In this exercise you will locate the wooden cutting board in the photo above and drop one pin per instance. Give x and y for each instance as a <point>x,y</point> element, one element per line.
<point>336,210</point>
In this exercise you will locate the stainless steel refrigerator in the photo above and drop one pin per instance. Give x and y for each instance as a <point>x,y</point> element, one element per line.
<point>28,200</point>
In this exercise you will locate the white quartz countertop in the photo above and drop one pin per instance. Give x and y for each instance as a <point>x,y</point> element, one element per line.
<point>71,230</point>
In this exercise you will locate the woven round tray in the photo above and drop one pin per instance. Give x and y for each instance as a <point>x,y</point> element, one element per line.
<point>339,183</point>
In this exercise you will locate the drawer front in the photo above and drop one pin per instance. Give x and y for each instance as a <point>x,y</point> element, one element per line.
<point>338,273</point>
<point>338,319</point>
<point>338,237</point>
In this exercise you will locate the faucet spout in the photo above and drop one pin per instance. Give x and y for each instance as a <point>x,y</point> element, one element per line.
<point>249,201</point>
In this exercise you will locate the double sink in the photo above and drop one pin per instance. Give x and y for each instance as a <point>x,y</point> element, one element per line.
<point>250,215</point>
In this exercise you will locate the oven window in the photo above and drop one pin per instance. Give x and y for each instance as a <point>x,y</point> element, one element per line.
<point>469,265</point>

※

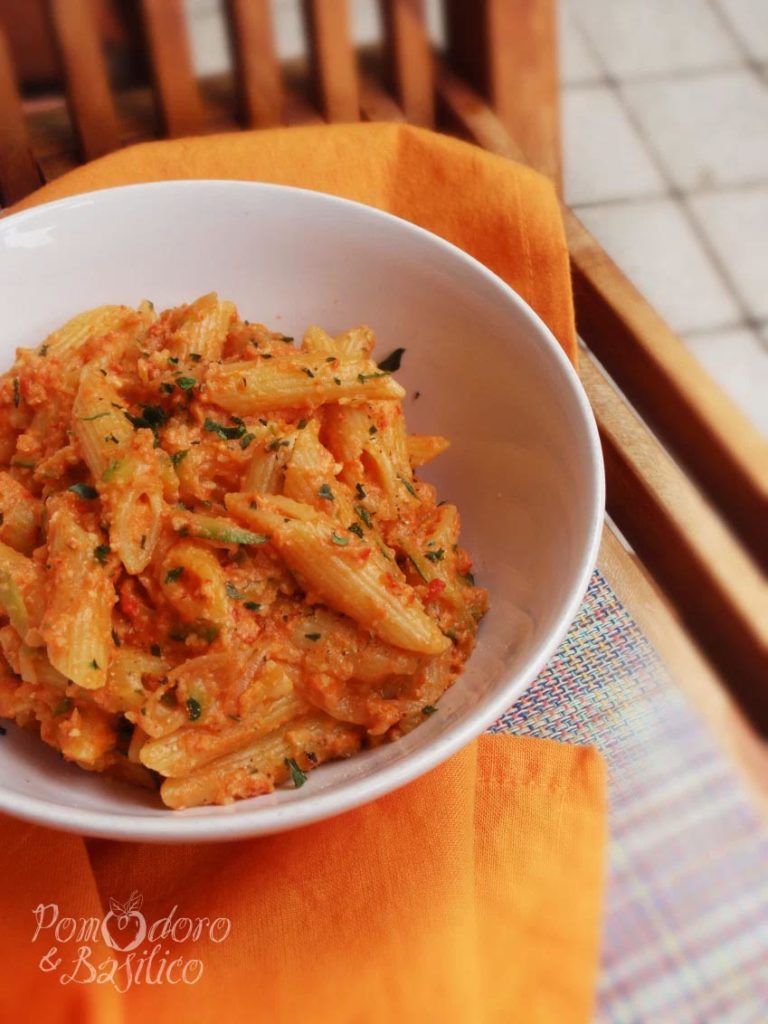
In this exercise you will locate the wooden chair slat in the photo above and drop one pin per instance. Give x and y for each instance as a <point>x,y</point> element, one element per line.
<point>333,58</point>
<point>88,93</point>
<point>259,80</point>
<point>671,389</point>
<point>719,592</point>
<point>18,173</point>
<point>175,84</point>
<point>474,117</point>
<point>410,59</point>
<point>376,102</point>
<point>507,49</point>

※

REQUIRED TASK: Please repeat, word for word, the rows from the one containing "In this exercise you will locate the wooden cutting" through the one containing "<point>250,215</point>", including both of those rows.

TASK OUTPUT:
In this exercise you will locate the wooden cutting board in the photo above and drop one pin per instance. Give x and y for each instance as a <point>x,y</point> element, one element per line.
<point>336,210</point>
In this exercise you will locate the stainless steel refrigerator in the photo above and drop one pin per instance. Give x and y for each instance as a <point>x,y</point> element, one element per line.
<point>28,200</point>
In this exercise you will locate the white quartz countertop in the photo above and drop one pin per instance. Give x and y for each instance as a <point>x,y</point> element, one element per line.
<point>71,230</point>
In this exercise you will locate the woven round tray in the photo above and drop one pin per instance. Give x and y for each instance as a <point>x,y</point> element, one element per line.
<point>339,183</point>
In this exercise you will locate the drawer front in the photo above and drop one pin per instance. Give x and y for each instance as a <point>x,y</point> element, one element per line.
<point>338,273</point>
<point>338,319</point>
<point>338,237</point>
In this exercise you will locate the faucet spout in the photo above and drop one pin per instance. Give x and y for each instance as a <point>x,y</point> element, one element per line.
<point>249,201</point>
In this exercise you will locate the double sink in the photo above and drop one pin per instance. Give x and y for each instance as a <point>x,y</point> element, one element per line.
<point>250,215</point>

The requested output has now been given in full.